**GOAL**: Count the lines in the entries below that contain the string "sidewalk", treating uppercase and lowercase as different, and reply with only that number.

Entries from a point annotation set
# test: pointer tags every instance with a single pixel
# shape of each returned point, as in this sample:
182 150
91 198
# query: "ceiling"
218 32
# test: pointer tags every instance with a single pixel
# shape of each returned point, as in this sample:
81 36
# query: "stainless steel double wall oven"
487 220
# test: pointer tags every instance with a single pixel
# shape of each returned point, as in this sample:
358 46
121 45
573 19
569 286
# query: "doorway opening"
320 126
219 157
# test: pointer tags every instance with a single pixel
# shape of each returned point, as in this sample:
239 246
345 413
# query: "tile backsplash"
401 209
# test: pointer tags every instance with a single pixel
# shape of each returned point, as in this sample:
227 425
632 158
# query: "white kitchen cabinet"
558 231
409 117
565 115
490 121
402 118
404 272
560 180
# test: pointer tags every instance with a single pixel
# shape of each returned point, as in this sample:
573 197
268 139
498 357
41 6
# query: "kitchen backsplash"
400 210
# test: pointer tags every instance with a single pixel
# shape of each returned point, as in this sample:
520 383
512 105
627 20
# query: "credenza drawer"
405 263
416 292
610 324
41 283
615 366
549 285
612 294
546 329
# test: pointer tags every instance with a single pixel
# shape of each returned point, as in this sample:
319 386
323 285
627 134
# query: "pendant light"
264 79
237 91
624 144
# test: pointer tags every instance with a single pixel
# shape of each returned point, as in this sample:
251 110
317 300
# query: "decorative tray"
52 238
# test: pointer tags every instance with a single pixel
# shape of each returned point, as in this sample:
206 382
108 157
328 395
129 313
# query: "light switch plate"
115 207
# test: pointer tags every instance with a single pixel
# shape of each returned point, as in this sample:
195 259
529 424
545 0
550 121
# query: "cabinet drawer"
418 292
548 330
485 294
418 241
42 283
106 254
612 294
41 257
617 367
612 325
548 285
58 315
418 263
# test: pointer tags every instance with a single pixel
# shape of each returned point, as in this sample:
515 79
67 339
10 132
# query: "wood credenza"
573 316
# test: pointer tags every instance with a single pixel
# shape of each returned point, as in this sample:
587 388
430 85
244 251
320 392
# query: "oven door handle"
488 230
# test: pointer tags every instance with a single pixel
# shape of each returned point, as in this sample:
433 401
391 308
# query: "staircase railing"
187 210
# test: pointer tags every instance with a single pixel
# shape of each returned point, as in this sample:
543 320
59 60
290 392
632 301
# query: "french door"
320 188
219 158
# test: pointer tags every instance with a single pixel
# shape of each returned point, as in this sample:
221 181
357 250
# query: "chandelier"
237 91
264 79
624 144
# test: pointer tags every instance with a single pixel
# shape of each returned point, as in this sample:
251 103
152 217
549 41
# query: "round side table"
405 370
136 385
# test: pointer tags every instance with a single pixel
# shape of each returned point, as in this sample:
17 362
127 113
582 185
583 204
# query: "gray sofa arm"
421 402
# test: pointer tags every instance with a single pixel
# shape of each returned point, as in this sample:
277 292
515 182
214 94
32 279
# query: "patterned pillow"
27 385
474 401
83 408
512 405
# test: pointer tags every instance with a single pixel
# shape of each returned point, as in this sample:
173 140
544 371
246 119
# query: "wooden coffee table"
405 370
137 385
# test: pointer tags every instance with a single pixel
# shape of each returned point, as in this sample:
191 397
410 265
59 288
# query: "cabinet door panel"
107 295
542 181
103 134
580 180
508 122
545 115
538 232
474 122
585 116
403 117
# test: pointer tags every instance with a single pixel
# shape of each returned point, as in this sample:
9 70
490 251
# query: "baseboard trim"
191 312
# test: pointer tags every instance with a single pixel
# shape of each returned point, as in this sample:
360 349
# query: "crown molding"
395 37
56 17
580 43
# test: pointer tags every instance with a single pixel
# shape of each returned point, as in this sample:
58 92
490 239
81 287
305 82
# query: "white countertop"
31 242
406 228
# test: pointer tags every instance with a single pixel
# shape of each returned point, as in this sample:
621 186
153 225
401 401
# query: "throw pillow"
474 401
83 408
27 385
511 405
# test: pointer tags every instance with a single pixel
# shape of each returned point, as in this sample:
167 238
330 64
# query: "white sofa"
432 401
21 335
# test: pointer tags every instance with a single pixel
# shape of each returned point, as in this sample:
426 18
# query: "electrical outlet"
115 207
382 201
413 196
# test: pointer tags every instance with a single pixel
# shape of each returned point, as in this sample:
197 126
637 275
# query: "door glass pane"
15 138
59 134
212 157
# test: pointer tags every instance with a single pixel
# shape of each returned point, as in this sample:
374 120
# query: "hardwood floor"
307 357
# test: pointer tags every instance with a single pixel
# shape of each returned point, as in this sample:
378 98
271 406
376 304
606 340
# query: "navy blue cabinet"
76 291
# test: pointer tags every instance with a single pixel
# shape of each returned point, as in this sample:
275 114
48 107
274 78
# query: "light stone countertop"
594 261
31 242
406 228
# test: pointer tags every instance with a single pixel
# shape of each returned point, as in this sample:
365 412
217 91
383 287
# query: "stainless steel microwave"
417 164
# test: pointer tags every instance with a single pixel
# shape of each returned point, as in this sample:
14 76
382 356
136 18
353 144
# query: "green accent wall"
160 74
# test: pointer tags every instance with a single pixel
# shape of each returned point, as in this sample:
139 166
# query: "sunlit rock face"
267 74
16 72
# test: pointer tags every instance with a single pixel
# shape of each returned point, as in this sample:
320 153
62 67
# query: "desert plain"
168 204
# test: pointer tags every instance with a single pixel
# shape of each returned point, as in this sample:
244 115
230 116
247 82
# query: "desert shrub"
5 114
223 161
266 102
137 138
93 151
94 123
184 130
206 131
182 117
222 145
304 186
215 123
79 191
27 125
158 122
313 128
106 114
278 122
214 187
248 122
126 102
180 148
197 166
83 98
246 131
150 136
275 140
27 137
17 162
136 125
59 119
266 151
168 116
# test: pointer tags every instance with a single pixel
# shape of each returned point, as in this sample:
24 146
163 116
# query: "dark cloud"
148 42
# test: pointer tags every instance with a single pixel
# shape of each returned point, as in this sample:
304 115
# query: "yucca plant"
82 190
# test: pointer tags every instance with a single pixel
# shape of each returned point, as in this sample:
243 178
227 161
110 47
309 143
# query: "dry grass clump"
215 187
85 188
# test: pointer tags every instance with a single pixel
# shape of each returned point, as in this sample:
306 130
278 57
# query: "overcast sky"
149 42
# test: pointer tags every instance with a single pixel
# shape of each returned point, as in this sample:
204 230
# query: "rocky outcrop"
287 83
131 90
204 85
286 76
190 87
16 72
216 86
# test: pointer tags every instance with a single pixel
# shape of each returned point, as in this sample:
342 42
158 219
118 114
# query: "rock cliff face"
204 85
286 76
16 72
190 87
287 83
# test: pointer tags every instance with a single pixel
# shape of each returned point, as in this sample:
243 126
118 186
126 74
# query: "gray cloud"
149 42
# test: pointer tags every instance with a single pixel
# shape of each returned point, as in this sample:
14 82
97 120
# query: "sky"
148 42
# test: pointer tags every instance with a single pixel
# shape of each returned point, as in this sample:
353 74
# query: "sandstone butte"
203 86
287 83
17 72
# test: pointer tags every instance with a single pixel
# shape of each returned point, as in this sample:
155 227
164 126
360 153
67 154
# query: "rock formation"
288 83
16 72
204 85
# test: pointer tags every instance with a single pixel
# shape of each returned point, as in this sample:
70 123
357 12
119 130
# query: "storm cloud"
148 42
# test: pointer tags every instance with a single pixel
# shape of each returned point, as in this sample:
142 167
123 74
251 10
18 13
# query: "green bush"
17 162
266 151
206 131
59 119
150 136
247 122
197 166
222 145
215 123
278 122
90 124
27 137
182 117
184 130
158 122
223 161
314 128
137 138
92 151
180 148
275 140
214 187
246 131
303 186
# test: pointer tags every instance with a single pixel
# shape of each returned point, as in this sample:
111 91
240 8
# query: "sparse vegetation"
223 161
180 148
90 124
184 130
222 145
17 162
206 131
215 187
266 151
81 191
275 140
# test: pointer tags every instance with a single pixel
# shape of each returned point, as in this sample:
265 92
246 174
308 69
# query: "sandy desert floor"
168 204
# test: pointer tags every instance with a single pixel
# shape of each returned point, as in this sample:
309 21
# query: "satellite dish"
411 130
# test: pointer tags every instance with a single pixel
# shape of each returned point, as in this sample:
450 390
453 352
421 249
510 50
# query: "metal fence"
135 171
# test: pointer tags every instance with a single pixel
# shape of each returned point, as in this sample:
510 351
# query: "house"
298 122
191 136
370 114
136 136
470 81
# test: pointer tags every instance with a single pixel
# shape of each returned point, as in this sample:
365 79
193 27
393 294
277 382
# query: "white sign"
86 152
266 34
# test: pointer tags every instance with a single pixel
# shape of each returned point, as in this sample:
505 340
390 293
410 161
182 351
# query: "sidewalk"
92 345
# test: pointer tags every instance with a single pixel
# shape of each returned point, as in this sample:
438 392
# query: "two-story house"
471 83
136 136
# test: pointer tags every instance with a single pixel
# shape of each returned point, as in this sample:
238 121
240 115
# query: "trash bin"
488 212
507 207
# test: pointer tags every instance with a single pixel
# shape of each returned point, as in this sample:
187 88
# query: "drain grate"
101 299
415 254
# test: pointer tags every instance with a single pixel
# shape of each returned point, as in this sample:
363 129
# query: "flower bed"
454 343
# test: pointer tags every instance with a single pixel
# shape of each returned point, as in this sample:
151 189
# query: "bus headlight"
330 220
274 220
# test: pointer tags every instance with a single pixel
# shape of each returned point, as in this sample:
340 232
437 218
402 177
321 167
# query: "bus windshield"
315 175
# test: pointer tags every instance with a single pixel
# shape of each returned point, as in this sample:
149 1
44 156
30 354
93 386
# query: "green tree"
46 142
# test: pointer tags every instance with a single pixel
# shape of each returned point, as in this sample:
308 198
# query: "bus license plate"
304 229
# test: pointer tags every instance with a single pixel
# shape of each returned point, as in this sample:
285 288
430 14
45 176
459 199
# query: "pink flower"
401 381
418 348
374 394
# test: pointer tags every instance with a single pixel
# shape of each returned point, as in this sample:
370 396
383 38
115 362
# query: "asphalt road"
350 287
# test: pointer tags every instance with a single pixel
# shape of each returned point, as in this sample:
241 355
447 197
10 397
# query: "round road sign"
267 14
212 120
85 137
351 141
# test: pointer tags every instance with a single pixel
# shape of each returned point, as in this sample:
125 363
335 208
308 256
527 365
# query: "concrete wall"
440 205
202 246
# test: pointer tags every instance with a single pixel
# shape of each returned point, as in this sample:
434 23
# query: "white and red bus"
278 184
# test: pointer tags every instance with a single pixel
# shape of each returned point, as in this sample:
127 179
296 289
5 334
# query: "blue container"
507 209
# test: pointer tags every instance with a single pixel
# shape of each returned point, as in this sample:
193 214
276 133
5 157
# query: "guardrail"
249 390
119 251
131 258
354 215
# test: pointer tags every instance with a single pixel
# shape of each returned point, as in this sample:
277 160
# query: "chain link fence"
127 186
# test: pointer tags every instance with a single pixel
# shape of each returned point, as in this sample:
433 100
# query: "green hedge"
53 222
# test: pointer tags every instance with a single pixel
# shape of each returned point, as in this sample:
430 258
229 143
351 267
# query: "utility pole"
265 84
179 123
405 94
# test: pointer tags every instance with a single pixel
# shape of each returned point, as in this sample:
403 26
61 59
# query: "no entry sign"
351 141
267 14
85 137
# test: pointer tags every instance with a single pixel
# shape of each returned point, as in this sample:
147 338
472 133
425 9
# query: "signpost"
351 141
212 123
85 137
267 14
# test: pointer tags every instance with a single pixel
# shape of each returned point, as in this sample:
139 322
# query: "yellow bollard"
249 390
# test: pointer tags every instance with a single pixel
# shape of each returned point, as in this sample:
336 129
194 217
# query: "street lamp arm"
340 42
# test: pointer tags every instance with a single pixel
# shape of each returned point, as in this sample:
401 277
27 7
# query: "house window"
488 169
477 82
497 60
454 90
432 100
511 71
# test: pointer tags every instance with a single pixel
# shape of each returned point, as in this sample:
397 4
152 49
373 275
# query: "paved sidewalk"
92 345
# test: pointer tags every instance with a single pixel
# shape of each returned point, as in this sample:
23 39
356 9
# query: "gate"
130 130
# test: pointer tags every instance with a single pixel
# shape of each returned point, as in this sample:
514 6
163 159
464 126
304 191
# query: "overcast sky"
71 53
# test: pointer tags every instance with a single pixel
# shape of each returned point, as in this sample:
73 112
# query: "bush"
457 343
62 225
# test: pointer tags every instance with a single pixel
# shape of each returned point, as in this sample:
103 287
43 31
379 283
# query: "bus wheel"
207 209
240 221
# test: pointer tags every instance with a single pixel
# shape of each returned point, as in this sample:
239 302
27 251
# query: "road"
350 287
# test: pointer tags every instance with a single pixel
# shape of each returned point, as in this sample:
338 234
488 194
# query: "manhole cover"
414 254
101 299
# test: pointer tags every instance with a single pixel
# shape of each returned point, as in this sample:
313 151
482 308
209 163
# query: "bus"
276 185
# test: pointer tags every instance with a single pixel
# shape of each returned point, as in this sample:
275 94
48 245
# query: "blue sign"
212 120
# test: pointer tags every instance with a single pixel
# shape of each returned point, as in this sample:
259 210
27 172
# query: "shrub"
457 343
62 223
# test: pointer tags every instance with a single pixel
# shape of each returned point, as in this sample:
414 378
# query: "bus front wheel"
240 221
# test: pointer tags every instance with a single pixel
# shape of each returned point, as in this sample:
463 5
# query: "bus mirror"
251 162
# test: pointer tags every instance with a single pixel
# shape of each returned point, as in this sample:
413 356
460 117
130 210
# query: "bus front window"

**WRITTEN RESPONSE**: 2